**WHAT TO DO**
Pick out every line of the listing below that contains the word "sign", and copy each of those lines.

**Data listing**

....

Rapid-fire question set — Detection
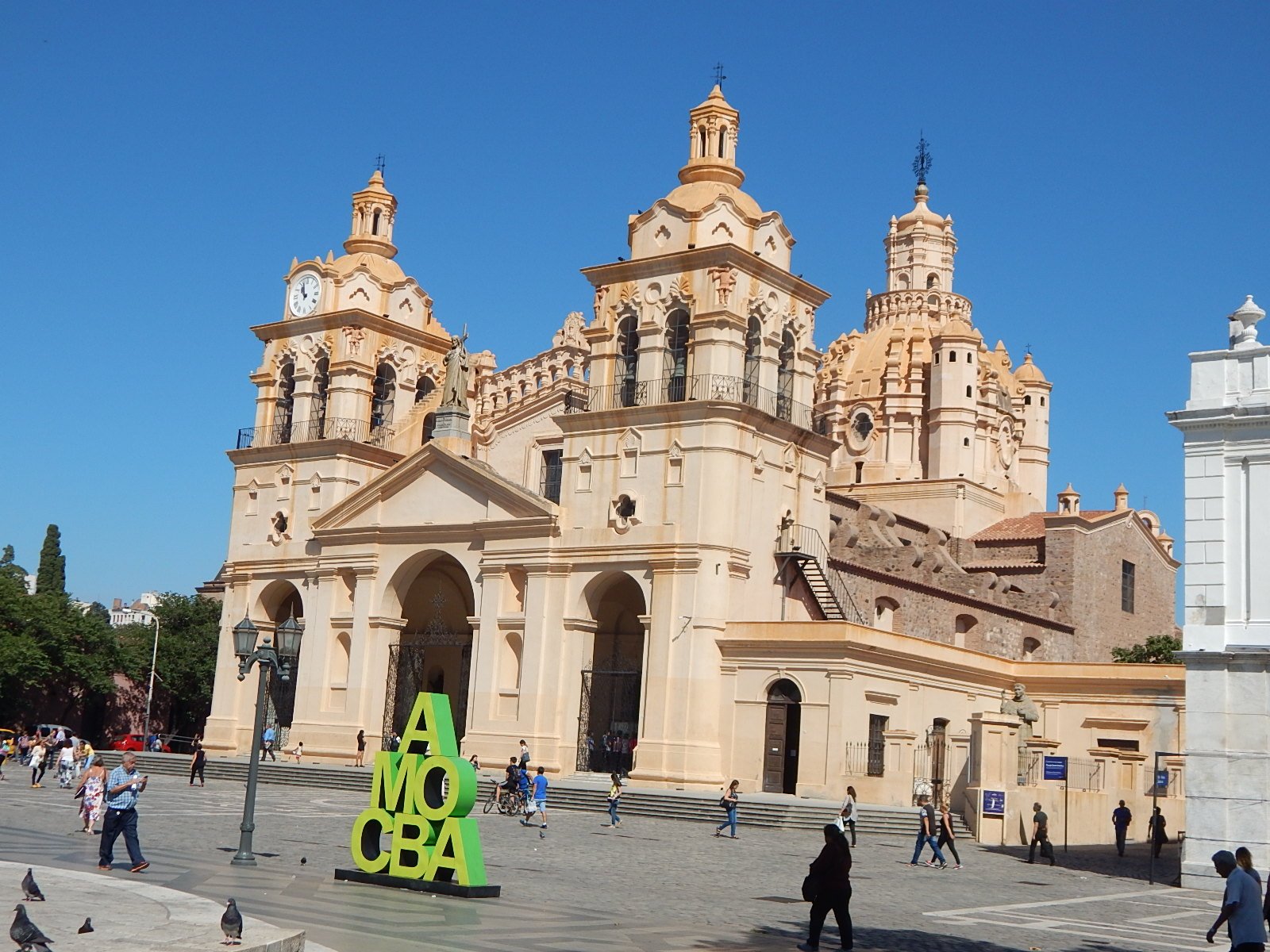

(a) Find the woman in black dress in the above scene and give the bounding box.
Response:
[799,823,852,952]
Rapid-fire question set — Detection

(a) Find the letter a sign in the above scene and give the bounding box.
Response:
[335,693,500,896]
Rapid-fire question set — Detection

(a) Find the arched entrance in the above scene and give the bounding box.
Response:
[383,555,476,740]
[258,580,305,750]
[576,575,646,773]
[764,678,802,793]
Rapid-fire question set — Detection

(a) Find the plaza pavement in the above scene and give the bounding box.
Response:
[0,772,1218,952]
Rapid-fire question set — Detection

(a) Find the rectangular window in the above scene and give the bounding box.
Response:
[538,449,564,503]
[868,715,891,777]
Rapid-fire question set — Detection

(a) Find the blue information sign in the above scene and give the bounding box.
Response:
[983,789,1006,816]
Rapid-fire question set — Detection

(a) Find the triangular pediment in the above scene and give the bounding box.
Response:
[313,443,556,533]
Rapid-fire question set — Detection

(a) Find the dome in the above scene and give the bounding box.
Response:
[329,251,405,284]
[665,182,764,218]
[895,184,951,231]
[1014,354,1049,383]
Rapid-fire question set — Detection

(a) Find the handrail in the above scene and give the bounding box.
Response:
[776,522,868,624]
[565,373,823,433]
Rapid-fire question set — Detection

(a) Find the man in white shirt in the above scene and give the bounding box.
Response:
[1205,849,1266,952]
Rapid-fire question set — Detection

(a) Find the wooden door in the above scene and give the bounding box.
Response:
[764,701,789,793]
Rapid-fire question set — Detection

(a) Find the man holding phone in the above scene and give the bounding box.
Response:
[97,751,150,872]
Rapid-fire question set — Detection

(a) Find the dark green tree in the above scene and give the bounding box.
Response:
[116,592,221,735]
[36,525,66,595]
[1111,635,1183,664]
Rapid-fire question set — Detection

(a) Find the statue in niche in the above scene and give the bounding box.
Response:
[1001,684,1040,778]
[441,330,471,410]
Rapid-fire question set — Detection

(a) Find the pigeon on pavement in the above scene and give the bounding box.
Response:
[221,897,243,946]
[21,866,44,903]
[9,904,52,952]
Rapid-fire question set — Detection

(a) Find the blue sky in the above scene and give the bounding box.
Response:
[0,2,1270,612]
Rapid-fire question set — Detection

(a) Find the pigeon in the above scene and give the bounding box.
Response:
[221,897,243,946]
[9,904,52,952]
[21,866,44,903]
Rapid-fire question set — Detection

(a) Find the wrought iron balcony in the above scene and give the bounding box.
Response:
[565,373,823,433]
[237,416,392,449]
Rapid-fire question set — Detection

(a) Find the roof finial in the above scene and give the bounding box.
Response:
[913,133,931,186]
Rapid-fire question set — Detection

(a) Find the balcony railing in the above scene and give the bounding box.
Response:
[237,416,392,449]
[565,373,823,433]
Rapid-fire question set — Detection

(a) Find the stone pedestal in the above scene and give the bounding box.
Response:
[965,712,1021,846]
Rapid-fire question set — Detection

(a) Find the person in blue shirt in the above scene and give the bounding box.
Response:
[260,724,278,760]
[521,766,548,830]
[97,751,150,872]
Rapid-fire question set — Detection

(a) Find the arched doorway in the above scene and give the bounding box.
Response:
[258,580,305,750]
[576,575,646,773]
[383,555,476,740]
[764,678,802,793]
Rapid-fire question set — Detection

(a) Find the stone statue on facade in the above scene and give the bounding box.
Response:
[441,332,471,410]
[1001,684,1040,777]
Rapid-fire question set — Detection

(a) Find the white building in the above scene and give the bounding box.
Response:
[1168,296,1270,889]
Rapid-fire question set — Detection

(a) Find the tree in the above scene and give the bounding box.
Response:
[36,525,66,595]
[1111,635,1183,664]
[116,592,221,735]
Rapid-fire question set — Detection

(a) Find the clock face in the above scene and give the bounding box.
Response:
[287,274,321,317]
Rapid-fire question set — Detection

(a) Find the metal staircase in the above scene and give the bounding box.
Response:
[776,523,866,624]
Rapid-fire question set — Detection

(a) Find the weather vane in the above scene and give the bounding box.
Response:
[913,135,931,186]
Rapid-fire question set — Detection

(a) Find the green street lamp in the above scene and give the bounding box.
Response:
[230,616,305,866]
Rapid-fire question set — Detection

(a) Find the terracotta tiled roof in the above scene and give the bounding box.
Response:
[970,509,1116,542]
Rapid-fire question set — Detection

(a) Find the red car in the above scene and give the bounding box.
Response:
[110,734,171,754]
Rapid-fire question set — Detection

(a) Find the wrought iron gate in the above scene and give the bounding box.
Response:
[575,670,643,773]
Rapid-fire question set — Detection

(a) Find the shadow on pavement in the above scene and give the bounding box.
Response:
[980,843,1181,886]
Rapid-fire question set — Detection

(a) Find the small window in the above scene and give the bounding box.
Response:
[1120,561,1137,614]
[538,449,564,503]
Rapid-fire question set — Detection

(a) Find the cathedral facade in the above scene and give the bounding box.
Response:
[206,86,1177,822]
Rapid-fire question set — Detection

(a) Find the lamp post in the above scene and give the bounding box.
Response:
[230,617,303,866]
[141,614,159,753]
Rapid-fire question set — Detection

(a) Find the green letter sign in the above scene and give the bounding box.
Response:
[348,694,498,895]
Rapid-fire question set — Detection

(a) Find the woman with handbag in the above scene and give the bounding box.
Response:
[608,773,622,830]
[75,755,106,835]
[715,781,741,839]
[799,823,853,952]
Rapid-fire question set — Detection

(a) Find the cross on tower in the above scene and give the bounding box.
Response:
[913,133,931,186]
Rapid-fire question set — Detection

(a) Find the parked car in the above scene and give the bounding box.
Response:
[110,734,171,754]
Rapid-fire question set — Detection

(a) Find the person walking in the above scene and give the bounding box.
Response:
[1147,806,1168,859]
[189,738,207,787]
[260,724,278,760]
[97,750,150,872]
[1111,800,1133,855]
[715,781,741,839]
[937,800,961,869]
[1027,804,1054,866]
[1204,849,1266,952]
[908,793,949,869]
[521,766,548,830]
[798,823,853,952]
[838,787,856,849]
[608,773,622,830]
[75,754,106,835]
[29,741,48,789]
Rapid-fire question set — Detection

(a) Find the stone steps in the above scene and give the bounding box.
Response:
[103,750,968,836]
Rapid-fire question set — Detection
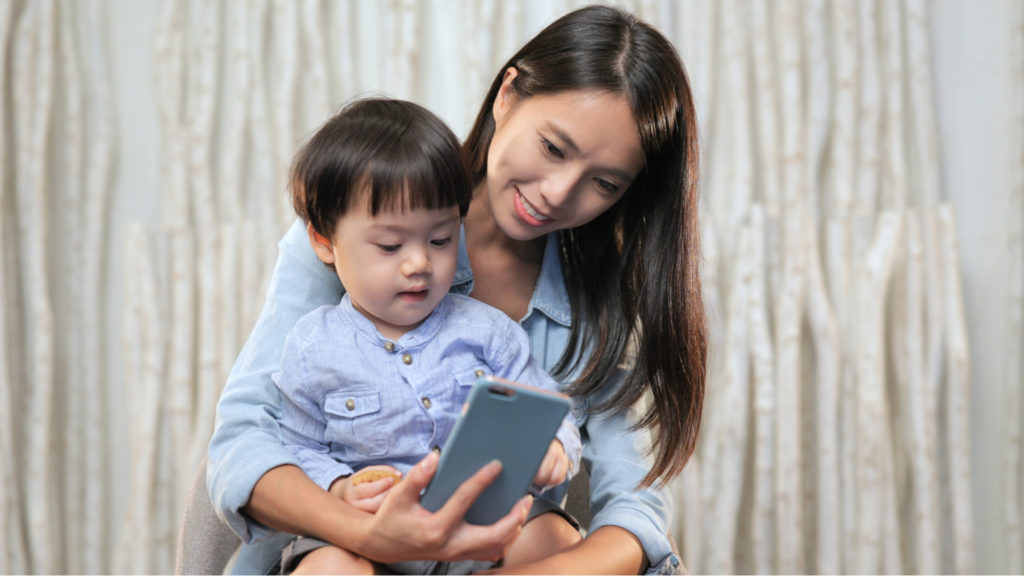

....

**RESPONSE TO THE EXERCISE**
(a) Find the letter a sign in the above scene and give the bounding box.
(a) Find the blue information sign in the above scene and give the bounding box.
(a) Find the green letter sign in the above scene and give the bounding box.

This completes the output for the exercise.